(Working data):
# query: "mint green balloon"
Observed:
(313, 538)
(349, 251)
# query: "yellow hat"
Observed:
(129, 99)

(Exercise):
Retype the entries above. Match them exactly.

(Task solution):
# query: "mint green balloon"
Observed:
(313, 538)
(349, 251)
# query: "yellow hat"
Observed:
(129, 99)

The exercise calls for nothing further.